- Opening Delimiter -

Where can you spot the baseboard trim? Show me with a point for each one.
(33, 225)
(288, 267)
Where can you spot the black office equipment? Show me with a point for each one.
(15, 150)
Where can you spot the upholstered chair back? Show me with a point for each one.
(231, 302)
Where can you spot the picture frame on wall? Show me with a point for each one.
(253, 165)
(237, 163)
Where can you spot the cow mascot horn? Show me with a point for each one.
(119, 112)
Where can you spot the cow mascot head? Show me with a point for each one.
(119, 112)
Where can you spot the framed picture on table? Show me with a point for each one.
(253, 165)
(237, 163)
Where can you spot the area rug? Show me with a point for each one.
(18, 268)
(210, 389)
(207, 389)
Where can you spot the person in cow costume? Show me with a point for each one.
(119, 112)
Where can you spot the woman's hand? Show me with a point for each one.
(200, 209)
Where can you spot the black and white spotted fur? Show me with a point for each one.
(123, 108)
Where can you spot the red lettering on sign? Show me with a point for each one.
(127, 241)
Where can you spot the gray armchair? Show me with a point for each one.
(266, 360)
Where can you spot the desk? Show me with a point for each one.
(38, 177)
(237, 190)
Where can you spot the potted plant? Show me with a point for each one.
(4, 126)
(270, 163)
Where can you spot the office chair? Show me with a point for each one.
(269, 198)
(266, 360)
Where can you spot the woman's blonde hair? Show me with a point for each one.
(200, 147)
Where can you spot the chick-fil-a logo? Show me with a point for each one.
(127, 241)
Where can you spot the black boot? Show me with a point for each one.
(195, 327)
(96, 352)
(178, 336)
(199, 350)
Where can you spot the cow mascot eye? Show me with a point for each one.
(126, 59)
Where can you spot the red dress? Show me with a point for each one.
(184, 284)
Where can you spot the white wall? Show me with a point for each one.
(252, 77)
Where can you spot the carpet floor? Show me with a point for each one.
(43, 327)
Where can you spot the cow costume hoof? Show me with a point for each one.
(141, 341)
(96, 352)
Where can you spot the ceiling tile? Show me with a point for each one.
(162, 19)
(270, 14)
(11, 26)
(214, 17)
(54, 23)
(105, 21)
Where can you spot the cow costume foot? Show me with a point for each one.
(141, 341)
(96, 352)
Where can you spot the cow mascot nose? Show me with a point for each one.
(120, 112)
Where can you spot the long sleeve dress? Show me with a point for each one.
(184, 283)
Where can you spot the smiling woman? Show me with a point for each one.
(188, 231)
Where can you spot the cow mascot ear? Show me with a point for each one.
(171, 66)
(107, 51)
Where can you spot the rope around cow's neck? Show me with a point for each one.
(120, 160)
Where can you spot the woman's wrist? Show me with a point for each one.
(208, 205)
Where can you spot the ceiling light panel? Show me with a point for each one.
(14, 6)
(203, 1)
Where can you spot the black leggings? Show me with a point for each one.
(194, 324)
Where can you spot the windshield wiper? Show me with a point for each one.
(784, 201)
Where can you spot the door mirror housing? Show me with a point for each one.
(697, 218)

- Closing Delimiter -

PROBLEM STATEMENT: From the line with "Where can you spot the red dress?" to the final line of the listing, write out each line unchanged. Add nothing.

RESPONSE TO THE EXERCISE:
Where can you spot the red dress? Show me with a point for each one.
(184, 284)
Where can you spot the white wall? Show me with a point for each one.
(252, 77)
Where can you spot the carpet floor? Show me with a point for each one.
(43, 327)
Where can you spot the cow costume hoof? Show me with a point for each one.
(141, 341)
(96, 352)
Where can you spot the ceiling tile? Show me with a point for each one.
(162, 19)
(270, 14)
(11, 26)
(214, 17)
(54, 23)
(105, 21)
Where can you spot the cow costume foot? Show me with a point for each one.
(141, 341)
(96, 352)
Where can you spot the cow mascot nose? Show me with a point for each one.
(120, 112)
Where can you spot the long sleeve dress? Show me with a point for each one.
(184, 283)
Where can you spot the smiling woman? Show me with a point for each one.
(188, 231)
Where can you spot the cow mascot ear? Show me with a point for each one.
(171, 66)
(107, 51)
Where can you spot the rope around cow's neck? Show me with a point for each one.
(120, 160)
Where can you spot the woman's wrist? Show me with a point for each one.
(208, 205)
Where can you spot the ceiling light panel? Show me with a point for each one.
(14, 6)
(203, 1)
Where can you spot the black leggings? Show me with a point for each one.
(194, 324)
Where can you spot the windshield wiper? Show me with a point for each one.
(784, 201)
Where can you spot the door mirror housing? Show me with a point for each one.
(697, 218)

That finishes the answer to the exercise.